▶ [Records from a dataset]:
——

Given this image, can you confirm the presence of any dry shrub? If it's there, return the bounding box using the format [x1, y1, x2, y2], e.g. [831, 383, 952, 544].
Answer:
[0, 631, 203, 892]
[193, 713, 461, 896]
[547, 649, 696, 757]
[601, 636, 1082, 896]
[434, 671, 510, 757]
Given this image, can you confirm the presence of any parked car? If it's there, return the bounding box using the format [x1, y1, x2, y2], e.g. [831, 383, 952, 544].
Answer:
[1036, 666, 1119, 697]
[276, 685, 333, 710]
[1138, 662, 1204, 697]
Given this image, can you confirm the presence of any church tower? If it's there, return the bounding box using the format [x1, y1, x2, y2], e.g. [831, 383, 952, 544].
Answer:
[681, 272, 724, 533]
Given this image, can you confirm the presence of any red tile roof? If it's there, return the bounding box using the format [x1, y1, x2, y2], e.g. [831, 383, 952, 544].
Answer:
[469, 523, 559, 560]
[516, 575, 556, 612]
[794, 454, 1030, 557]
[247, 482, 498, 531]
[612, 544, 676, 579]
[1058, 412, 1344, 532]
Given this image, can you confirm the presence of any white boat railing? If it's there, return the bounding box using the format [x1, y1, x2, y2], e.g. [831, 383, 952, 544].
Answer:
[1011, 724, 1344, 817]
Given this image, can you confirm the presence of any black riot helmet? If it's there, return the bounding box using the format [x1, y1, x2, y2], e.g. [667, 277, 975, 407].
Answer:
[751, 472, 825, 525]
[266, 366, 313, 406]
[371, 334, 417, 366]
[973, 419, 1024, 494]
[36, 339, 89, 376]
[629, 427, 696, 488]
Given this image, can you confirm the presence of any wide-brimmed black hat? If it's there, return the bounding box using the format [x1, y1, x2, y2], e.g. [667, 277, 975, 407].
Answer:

——

▶ [EXERCISE DESCRIPTION]:
Show each line of the entries above that contains the word "there".

▶ [TASK RESULT]:
Given this image, can you confirm the presence of any dry shrub? If it's there, return the bounding box using the format [x1, y1, x2, y2], e.g. [831, 383, 952, 544].
Given this image, can you confirm the presence of any parked car? If it's there, return the bounding box using the format [x1, y1, x2, y2], e.g. [831, 383, 952, 544].
Given this image, can you confirm the presence of any church tower? If it's there, return the bounding box using the format [x1, y1, x2, y2], e.g. [831, 383, 952, 544].
Given this image, can you confirm the presence of any red tile roof? If it's there, return the bounding box using the format [x1, y1, x2, y2], e.g. [831, 383, 952, 544].
Given this image, can you confirm the presence of any white boat railing? If it's there, return the bounding box using the format [x1, y1, x2, y2], e.g. [831, 383, 952, 544].
Given this image, can you confirm the presence of any black riot helmet? If it's there, return the bounding box using the format [x1, y1, x2, y2], e.g. [667, 277, 975, 407].
Given this image, can you confirm the presence of any wide-brimmed black hat? If it's there, return the bounding box using the format [x1, y1, x2, y2], e.g. [667, 277, 975, 407].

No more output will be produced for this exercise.